-------- Supplied records
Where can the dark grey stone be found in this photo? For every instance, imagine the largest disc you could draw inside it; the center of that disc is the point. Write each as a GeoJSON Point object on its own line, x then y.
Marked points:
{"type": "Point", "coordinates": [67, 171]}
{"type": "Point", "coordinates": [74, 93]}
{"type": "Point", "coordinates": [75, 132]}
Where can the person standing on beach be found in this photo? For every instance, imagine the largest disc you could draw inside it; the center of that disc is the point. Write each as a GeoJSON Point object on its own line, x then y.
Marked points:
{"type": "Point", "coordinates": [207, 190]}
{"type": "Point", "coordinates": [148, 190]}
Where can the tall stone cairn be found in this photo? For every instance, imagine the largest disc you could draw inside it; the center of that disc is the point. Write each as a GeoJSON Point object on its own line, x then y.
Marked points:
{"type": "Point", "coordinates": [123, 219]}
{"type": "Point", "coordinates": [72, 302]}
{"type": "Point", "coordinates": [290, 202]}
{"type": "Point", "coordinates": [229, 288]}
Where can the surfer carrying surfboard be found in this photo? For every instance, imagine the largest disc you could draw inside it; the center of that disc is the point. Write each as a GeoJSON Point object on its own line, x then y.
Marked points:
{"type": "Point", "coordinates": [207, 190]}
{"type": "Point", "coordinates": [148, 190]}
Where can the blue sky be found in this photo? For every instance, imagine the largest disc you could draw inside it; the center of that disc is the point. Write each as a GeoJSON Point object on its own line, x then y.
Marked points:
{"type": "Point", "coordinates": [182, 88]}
----------------
▶ **Exercise**
Rewrite the lines starting with the one that contains "Where can the surfer" and going on through the last line, changing "Marked points" to "Labeled points" and keeping everything else the same. Give only those lines.

▶ **Output**
Where can the surfer carrying surfboard be found in this photo? For every instance, imagine the largest disc you could draw inside it; the center of that disc is the point. Write each as a GeoJSON Point object on its own line, x then y.
Labeled points:
{"type": "Point", "coordinates": [207, 190]}
{"type": "Point", "coordinates": [148, 190]}
Where can the blue sky be found in this photo? For every instance, imagine the largest disc you could draw inside it; the center of that disc is the point. Write each as a GeoJSON Point object on its own line, x then y.
Labeled points:
{"type": "Point", "coordinates": [182, 88]}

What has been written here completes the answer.